======== Excerpted text

ROTC Marches to Hunter
By Keith Mitchell, News Editor

A new federal act could enable the Reserve Officer Training Corps (ROTC) to enter the Hunter College community.  This past spring the 104th Congress passed the Omnibus Appropriations Act of 1997. Besides continuing the further deregulation of the telecommunication industry, the act also denies funds to colleges and universities which “prevent federal military recruitment on campus.” This includes grants from the Department of Labor, Health and Human Services and Education especially used for financial aid.

The act also requires that schools provide personal information about students including name, address, telephone number, age, level of education and major. The only institutions exempted from this act are colleges and universities that have “a long standing policy of pacifism based in historical religious affiliation” or are prohibited for any reason by state law or court order from allowing the ROTC  on campus.

According to a report written by a sub-committee of the Hunter College Senate to President David Caputo,  the committee “supported full compliance with the law.”  However the sub-committee did make several proposals to the President.  These include the autonomy of student publications on whether they accept advertising from the ROTC, that the ROTC  pay for using Hunter College facilities for meetings, that students sign a waiver before the school releases any personal information and a public notice as to whether or not the ROTC  signs a statement of non-discrimination. In the past, the ROTC was prevented from recruiting on campuses due to the military’s previous ban on gays and lesbians.

================

■ **Objective**
Reproduce the passage from the article about ROTC at Hunter College word for word, starting at "According to a" and ending at "gays and lesbians.".

======== Extracted information

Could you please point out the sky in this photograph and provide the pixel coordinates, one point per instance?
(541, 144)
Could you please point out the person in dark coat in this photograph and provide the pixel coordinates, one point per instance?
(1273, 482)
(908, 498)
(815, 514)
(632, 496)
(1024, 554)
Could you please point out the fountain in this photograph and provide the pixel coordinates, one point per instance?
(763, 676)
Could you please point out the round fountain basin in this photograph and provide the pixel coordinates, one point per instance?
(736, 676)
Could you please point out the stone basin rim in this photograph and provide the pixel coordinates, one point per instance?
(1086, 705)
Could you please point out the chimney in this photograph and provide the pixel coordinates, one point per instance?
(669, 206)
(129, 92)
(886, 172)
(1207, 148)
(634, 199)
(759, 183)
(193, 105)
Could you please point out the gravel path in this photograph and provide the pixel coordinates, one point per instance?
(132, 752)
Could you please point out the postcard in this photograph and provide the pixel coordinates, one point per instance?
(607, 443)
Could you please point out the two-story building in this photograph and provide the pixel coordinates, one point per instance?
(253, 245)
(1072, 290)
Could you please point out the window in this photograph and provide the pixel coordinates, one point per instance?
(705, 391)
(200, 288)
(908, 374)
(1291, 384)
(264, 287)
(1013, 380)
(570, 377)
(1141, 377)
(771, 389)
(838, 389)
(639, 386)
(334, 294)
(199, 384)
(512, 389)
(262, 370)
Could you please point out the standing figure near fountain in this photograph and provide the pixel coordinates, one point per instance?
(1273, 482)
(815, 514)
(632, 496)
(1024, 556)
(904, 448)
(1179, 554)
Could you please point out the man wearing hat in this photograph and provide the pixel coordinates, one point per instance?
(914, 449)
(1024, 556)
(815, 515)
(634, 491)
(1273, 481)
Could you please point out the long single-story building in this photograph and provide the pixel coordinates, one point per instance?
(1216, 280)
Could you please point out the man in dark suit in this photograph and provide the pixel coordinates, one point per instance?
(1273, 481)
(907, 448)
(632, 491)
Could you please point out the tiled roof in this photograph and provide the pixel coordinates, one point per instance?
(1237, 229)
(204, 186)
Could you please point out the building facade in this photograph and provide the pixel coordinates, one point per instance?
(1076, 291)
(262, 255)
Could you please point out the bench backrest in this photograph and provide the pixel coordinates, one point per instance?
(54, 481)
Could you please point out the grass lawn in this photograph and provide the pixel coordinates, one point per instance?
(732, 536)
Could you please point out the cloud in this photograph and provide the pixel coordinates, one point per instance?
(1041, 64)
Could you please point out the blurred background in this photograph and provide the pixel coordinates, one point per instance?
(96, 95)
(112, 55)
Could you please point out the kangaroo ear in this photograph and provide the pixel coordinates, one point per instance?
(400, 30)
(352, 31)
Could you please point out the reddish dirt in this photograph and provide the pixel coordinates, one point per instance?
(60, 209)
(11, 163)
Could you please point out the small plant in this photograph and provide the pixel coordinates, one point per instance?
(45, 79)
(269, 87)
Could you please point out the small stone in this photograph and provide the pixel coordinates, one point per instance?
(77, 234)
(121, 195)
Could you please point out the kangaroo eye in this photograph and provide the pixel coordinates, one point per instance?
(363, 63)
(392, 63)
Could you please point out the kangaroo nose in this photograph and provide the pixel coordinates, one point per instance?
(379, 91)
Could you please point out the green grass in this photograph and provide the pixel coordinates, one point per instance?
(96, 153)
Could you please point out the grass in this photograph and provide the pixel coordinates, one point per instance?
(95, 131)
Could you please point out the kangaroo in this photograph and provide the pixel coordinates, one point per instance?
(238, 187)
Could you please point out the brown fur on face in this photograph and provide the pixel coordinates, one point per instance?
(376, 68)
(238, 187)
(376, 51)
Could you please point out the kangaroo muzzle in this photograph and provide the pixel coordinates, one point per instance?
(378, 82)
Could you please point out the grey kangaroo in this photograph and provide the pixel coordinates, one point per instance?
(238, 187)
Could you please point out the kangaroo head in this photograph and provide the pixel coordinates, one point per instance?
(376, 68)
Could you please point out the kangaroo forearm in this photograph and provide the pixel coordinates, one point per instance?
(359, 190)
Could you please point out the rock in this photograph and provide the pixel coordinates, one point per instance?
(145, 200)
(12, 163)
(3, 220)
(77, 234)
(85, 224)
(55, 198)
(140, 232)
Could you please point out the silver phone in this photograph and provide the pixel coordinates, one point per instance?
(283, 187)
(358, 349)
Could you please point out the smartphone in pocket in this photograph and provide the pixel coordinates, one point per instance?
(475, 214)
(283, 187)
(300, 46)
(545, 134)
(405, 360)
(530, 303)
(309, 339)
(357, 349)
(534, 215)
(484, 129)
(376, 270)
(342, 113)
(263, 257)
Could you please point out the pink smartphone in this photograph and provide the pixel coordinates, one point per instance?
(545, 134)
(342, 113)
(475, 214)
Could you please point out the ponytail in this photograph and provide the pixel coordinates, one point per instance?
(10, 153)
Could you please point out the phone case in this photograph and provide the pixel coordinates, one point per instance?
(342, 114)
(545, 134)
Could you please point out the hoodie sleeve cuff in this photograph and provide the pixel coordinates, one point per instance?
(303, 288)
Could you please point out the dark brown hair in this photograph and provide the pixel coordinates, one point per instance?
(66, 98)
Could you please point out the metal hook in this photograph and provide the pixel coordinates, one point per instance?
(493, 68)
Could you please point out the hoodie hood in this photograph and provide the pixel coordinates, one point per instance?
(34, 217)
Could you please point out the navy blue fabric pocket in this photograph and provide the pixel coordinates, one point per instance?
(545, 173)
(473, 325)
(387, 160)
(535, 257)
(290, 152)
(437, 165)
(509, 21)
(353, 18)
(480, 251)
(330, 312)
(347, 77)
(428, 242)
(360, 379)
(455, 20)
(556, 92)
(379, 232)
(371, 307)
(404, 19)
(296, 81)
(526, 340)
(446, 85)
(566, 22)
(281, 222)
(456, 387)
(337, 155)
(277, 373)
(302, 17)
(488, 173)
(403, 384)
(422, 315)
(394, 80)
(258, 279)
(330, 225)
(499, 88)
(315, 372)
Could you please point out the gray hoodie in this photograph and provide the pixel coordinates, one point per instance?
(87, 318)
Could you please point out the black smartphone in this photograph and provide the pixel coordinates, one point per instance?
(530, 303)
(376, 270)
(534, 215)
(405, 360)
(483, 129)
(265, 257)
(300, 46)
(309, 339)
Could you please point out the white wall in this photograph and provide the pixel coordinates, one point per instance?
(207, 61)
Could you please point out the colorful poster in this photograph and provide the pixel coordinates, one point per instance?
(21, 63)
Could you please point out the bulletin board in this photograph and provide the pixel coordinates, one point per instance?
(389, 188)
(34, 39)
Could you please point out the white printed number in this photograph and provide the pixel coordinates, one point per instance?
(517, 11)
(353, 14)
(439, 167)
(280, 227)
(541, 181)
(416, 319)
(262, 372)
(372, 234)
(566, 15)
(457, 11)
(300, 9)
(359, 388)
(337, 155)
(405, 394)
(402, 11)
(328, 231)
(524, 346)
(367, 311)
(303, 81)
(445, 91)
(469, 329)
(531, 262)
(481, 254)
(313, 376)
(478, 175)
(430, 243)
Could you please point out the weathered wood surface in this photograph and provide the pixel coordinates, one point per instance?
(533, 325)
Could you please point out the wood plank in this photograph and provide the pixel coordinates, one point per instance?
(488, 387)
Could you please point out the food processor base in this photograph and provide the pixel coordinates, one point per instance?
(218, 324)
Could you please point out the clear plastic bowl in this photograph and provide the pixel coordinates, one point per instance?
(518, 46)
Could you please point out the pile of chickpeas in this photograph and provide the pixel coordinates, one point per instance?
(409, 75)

================

■ **Right answer**
According to a report written by a sub-committee of the Hunter College Senate to President David Caputo,  the committee “supported full compliance with the law.”  However the sub-committee did make several proposals to the President.  These include the autonomy of student publications on whether they accept advertising from the ROTC, that the ROTC  pay for using Hunter College facilities for meetings, that students sign a waiver before the school releases any personal information and a public notice as to whether or not the ROTC  signs a statement of non-discrimination. In the past, the ROTC was prevented from recruiting on campuses due to the military’s previous ban on gays and lesbians.